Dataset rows
--- Begin ---

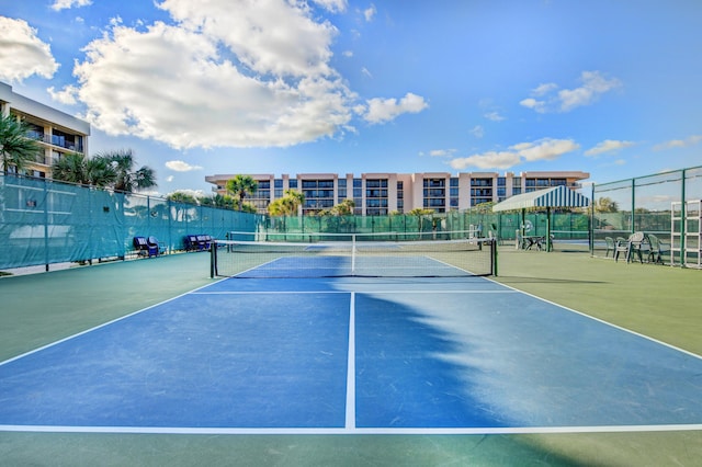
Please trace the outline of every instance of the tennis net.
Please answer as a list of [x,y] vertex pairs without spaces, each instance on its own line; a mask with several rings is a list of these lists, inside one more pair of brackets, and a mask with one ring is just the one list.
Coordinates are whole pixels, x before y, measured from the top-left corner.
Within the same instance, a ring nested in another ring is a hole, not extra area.
[[415,240],[415,235],[306,234],[318,241],[216,240],[211,275],[226,277],[455,277],[494,275],[491,239]]

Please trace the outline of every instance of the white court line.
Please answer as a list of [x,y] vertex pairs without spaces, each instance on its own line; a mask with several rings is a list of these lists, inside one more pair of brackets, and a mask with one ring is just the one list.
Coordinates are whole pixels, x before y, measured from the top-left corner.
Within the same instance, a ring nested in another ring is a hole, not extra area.
[[355,293],[349,306],[349,362],[347,364],[347,430],[355,429]]
[[559,433],[643,433],[700,431],[702,424],[611,425],[611,426],[507,426],[507,428],[195,428],[195,426],[49,426],[0,425],[0,432],[27,433],[129,433],[129,434],[394,434],[394,435],[486,435],[486,434],[559,434]]
[[647,341],[655,342],[656,344],[663,345],[663,346],[671,349],[673,351],[677,351],[677,352],[683,353],[686,355],[690,355],[690,356],[693,356],[695,358],[702,360],[702,355],[698,355],[694,352],[690,352],[690,351],[687,351],[684,349],[678,348],[676,345],[669,344],[667,342],[660,341],[660,340],[658,340],[656,338],[652,338],[650,335],[642,334],[641,332],[636,332],[636,331],[633,331],[631,329],[624,328],[622,326],[614,324],[613,322],[605,321],[602,318],[597,318],[597,317],[595,317],[592,315],[588,315],[585,311],[578,311],[575,308],[566,307],[565,305],[557,304],[555,301],[548,300],[546,298],[540,297],[540,296],[531,294],[529,292],[520,291],[519,288],[514,288],[511,285],[501,284],[501,283],[499,283],[499,282],[497,282],[495,280],[488,278],[488,277],[484,277],[484,278],[486,281],[492,282],[495,284],[501,285],[502,287],[507,287],[507,288],[509,288],[511,291],[514,291],[514,292],[517,292],[519,294],[526,295],[528,297],[535,298],[535,299],[537,299],[540,301],[543,301],[545,304],[553,305],[553,306],[555,306],[557,308],[561,308],[561,309],[564,309],[566,311],[569,311],[569,312],[573,312],[573,314],[576,314],[576,315],[580,315],[581,317],[585,317],[585,318],[591,319],[593,321],[600,322],[602,324],[609,326],[610,328],[619,329],[620,331],[624,331],[624,332],[626,332],[629,334],[636,335],[636,337],[642,338],[642,339],[646,339]]
[[[223,281],[224,281],[224,280],[223,280]],[[217,281],[217,282],[222,282],[222,281]],[[215,283],[213,283],[213,284],[216,284],[216,282],[215,282]],[[159,301],[158,304],[154,304],[154,305],[148,306],[148,307],[146,307],[146,308],[141,308],[140,310],[136,310],[136,311],[131,312],[131,314],[128,314],[128,315],[121,316],[121,317],[118,317],[118,318],[115,318],[115,319],[112,319],[112,320],[110,320],[110,321],[103,322],[102,324],[94,326],[94,327],[92,327],[92,328],[86,329],[84,331],[80,331],[80,332],[78,332],[78,333],[76,333],[76,334],[68,335],[68,337],[66,337],[66,338],[64,338],[64,339],[59,339],[58,341],[50,342],[50,343],[48,343],[48,344],[46,344],[46,345],[42,345],[41,348],[36,348],[36,349],[31,350],[31,351],[29,351],[29,352],[22,353],[22,354],[16,355],[16,356],[13,356],[12,358],[9,358],[9,360],[5,360],[5,361],[0,362],[0,366],[2,366],[2,365],[7,365],[8,363],[10,363],[10,362],[14,362],[15,360],[20,360],[20,358],[23,358],[23,357],[25,357],[25,356],[32,355],[33,353],[41,352],[41,351],[43,351],[43,350],[45,350],[45,349],[50,349],[50,348],[53,348],[53,346],[55,346],[55,345],[61,344],[61,343],[64,343],[64,342],[66,342],[66,341],[70,341],[71,339],[76,339],[76,338],[78,338],[78,337],[80,337],[80,335],[88,334],[89,332],[97,331],[97,330],[99,330],[99,329],[101,329],[101,328],[104,328],[105,326],[110,326],[110,324],[113,324],[113,323],[115,323],[115,322],[122,321],[122,320],[124,320],[124,319],[131,318],[131,317],[133,317],[133,316],[139,315],[139,314],[141,314],[141,312],[144,312],[144,311],[148,311],[148,310],[150,310],[151,308],[156,308],[156,307],[158,307],[158,306],[160,306],[160,305],[168,304],[169,301],[177,300],[177,299],[179,299],[179,298],[181,298],[181,297],[184,297],[184,296],[186,296],[186,295],[190,295],[190,294],[196,294],[196,293],[197,293],[197,291],[200,291],[200,289],[202,289],[202,288],[205,288],[205,287],[210,287],[210,286],[212,286],[213,284],[205,284],[205,285],[203,285],[203,286],[201,286],[201,287],[197,287],[197,288],[194,288],[194,289],[192,289],[192,291],[190,291],[190,292],[185,292],[185,293],[183,293],[183,294],[177,295],[177,296],[174,296],[174,297],[172,297],[172,298],[169,298],[169,299],[167,299],[167,300]]]
[[434,289],[412,289],[412,291],[233,291],[233,292],[192,292],[191,295],[305,295],[305,294],[520,294],[519,291],[434,291]]

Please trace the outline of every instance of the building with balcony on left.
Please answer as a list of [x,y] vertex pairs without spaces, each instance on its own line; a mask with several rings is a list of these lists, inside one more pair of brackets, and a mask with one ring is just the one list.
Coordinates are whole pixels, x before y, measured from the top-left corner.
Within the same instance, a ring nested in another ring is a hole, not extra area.
[[0,82],[0,112],[26,122],[31,128],[27,137],[36,139],[43,149],[23,174],[50,179],[52,164],[64,155],[88,156],[88,122],[18,94],[3,82]]

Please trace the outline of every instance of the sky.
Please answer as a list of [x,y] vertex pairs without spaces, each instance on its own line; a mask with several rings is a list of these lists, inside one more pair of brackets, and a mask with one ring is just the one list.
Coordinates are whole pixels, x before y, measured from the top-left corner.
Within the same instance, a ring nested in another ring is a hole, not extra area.
[[0,81],[132,149],[159,194],[236,173],[702,164],[699,0],[0,0]]

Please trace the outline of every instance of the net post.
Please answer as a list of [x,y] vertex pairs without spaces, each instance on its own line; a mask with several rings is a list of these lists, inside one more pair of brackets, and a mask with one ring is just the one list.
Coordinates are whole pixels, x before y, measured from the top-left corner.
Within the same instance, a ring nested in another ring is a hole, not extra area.
[[355,275],[355,234],[351,235],[351,275]]
[[217,274],[217,240],[210,242],[210,278]]

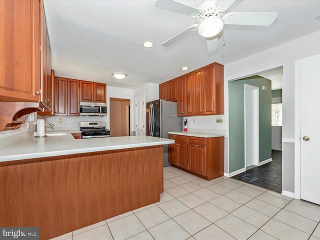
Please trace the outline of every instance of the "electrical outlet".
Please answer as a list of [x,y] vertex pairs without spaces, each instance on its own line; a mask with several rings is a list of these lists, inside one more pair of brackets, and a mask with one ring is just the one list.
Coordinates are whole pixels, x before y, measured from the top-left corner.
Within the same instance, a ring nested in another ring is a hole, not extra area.
[[222,118],[216,118],[216,123],[217,124],[222,124]]

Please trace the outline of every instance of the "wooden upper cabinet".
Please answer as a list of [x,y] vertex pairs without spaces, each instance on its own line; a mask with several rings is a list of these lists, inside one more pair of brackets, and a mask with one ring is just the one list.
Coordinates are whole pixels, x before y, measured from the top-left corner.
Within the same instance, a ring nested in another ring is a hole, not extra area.
[[39,102],[39,1],[0,1],[0,100]]
[[203,115],[204,70],[200,68],[192,72],[194,78],[194,114]]
[[167,82],[159,84],[159,99],[168,100]]
[[80,102],[106,102],[106,85],[93,82],[80,81]]
[[176,92],[178,87],[177,78],[174,78],[168,82],[167,84],[168,100],[172,102],[176,101]]
[[67,78],[56,77],[54,114],[56,116],[68,116],[68,87]]
[[80,80],[68,80],[68,116],[80,116]]
[[78,116],[80,114],[80,80],[56,77],[54,80],[55,115]]
[[177,115],[178,116],[186,116],[186,76],[180,76],[177,78]]
[[214,62],[193,73],[194,115],[224,114],[223,65]]
[[80,81],[80,102],[94,102],[94,82]]
[[50,112],[54,102],[53,82],[52,78],[51,49],[49,42],[46,20],[43,2],[40,2],[40,102],[46,110]]
[[224,66],[216,62],[204,68],[204,114],[224,114]]

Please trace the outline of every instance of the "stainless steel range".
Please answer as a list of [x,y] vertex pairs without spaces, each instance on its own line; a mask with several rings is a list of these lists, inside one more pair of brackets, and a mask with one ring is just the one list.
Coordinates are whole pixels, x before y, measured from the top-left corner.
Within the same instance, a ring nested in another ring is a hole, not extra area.
[[106,129],[105,122],[80,122],[80,130],[82,138],[110,136],[110,130]]

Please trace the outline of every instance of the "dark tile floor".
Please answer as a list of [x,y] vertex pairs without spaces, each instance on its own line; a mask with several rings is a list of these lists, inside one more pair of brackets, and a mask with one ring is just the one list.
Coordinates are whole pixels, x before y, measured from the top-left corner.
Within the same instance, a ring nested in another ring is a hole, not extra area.
[[282,190],[282,152],[272,151],[272,161],[232,177],[273,191]]

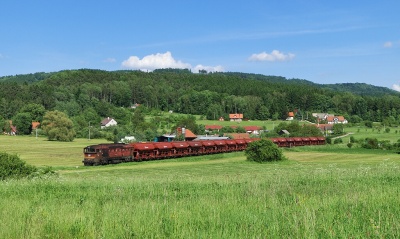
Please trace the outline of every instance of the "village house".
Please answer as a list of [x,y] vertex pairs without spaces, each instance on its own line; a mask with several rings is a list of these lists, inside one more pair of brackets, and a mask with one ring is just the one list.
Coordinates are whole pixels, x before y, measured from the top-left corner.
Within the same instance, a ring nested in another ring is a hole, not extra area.
[[294,119],[294,112],[289,112],[286,120],[293,120],[293,119]]
[[347,120],[343,116],[328,116],[326,117],[328,124],[347,124]]
[[243,127],[247,133],[259,135],[261,133],[262,128],[259,126],[244,126]]
[[243,114],[229,114],[229,120],[240,122],[243,120]]
[[204,127],[204,129],[206,130],[206,132],[212,132],[212,131],[219,132],[219,130],[222,129],[222,126],[221,125],[206,125]]
[[102,129],[106,128],[106,127],[110,127],[110,126],[116,126],[117,125],[117,121],[115,121],[115,119],[107,117],[104,118],[101,123],[100,123],[100,127]]

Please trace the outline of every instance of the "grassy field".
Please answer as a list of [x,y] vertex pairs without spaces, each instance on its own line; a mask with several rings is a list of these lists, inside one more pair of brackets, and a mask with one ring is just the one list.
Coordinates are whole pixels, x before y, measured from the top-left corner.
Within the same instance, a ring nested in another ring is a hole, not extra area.
[[83,167],[82,148],[100,142],[0,136],[0,151],[58,173],[0,182],[0,238],[400,236],[393,152],[342,144],[284,149],[279,163],[240,152]]

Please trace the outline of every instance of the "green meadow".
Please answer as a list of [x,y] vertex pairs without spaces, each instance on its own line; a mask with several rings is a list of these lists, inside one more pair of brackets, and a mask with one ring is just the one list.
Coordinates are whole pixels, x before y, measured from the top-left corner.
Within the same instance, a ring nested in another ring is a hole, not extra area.
[[84,167],[83,147],[104,142],[0,136],[0,151],[57,173],[0,182],[0,238],[400,237],[395,152],[343,143],[264,164],[238,152]]

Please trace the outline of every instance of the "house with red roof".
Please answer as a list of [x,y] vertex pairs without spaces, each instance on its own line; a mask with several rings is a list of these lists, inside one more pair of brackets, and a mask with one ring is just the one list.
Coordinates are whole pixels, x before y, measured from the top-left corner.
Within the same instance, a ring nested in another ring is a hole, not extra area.
[[243,114],[229,114],[229,120],[240,122],[243,120]]
[[106,127],[110,127],[110,126],[116,126],[117,125],[117,121],[115,121],[115,119],[107,117],[104,118],[101,123],[100,123],[100,127],[102,129],[106,128]]
[[226,133],[224,136],[231,137],[232,139],[250,139],[249,133]]
[[205,127],[204,127],[204,129],[206,130],[206,131],[219,131],[220,129],[222,129],[222,126],[221,125],[206,125]]
[[244,126],[243,127],[249,134],[260,134],[262,128],[259,126]]
[[294,112],[289,112],[288,113],[288,117],[286,118],[286,120],[293,120],[293,118],[294,118]]
[[347,124],[347,120],[343,116],[328,116],[326,117],[328,124]]

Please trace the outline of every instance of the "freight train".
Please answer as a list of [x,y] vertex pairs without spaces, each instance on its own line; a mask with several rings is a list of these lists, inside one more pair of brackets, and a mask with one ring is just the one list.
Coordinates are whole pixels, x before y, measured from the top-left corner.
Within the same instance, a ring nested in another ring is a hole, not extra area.
[[[245,150],[259,138],[199,141],[116,143],[90,145],[83,149],[85,166],[229,153]],[[324,145],[325,137],[270,138],[278,147]]]

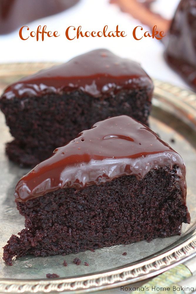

--- End ---

Please rewrite the part of the items that opens with the line containing "Please trace the outline of every instance of the building" and closes with the line containing "[[0,81],[132,149],[159,194],[236,173],[702,164],[699,0],[0,0]]", changing "whole pixels" to "integer pixels" and leaving everything else unchanged. Give back only those lines.

- **Answer**
Please trace the outline of every instance of the building with balcony on left.
Please answer as a list of [x,y] vertex pairs without spaces, each instance on its own line; a mask with several rings is a list of these lists, inside one more pair of brackets, and a mask with one ring is just the one list.
Coordinates are integer pixels, x before y, measured from the top-left corner.
Within the same instance, a ring nested in another ring is a hole, not extra area.
[[0,82],[0,112],[26,122],[31,128],[27,137],[36,139],[43,149],[23,174],[50,179],[52,164],[64,155],[88,156],[88,122],[18,94],[3,82]]

Please trace the outline of every instance of the sky.
Please answer as a list of [x,y] vertex pairs without spaces, each instance on its own line; a mask with several rings is a list of these lists, inside one more pair of brackets, and a mask with one ring is just the one list.
Coordinates are integer pixels, x before y, measured from the top-left corner.
Within the same instance, a ring nested in another ring is a hole, not extra area.
[[0,81],[132,149],[159,194],[236,173],[702,164],[699,0],[0,0]]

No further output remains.